* [Records shown]
=== Section Start ===
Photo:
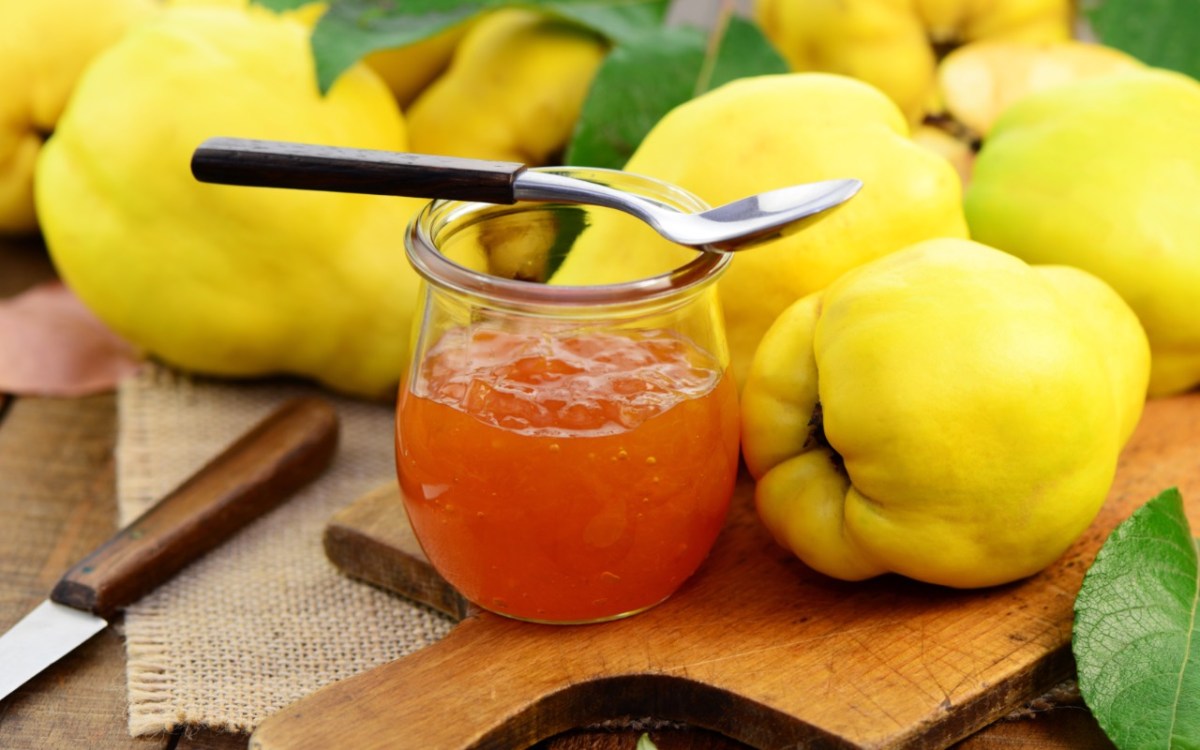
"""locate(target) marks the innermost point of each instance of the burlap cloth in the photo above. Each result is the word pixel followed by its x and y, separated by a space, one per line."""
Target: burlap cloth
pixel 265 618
=== Section End ===
=== Section Start ===
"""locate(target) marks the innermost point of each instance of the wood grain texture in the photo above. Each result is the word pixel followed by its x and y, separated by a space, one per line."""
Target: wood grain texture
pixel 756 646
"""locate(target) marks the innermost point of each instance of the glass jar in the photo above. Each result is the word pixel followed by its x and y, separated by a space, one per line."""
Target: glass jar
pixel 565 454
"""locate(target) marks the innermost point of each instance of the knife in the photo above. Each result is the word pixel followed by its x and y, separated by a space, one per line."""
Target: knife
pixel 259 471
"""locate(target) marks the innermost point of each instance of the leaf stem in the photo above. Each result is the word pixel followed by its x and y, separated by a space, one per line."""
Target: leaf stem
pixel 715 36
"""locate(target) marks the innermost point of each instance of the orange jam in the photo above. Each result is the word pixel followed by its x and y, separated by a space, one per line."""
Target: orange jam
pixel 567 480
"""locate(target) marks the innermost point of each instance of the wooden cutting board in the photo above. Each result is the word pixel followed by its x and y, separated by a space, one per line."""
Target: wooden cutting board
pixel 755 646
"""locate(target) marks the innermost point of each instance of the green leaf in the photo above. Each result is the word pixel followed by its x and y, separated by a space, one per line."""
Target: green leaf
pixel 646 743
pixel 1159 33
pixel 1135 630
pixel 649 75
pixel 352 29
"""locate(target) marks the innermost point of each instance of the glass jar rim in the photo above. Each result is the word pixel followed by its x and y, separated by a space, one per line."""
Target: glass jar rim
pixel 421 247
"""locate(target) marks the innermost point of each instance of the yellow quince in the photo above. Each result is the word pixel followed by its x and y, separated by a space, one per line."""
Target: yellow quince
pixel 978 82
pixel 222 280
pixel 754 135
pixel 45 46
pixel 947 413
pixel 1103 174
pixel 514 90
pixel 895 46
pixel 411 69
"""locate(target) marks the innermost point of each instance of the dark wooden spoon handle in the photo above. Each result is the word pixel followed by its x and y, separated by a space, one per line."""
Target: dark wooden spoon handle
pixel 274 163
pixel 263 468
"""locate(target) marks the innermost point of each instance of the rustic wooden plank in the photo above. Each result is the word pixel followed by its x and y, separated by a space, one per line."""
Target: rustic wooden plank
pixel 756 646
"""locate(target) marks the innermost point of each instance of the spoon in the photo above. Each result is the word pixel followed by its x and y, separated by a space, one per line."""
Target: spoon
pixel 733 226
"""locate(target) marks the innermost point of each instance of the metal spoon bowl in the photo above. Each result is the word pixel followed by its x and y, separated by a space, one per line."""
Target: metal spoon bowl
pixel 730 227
=== Section End ===
* [Requirement] Starting with the line with "Target: dark wooden spoon handle" above and going on through the line with "of the rustic", transcribe every line exactly, both ends included, and add nothing.

* [Exercise solution]
Target: dark wooden spoon handle
pixel 274 163
pixel 263 468
"""locate(target) marks the innermost point of each instance of the rustic wooden plank in the photo above. Each result is the word pixel followed by its x and y, separated by a space, one per line."""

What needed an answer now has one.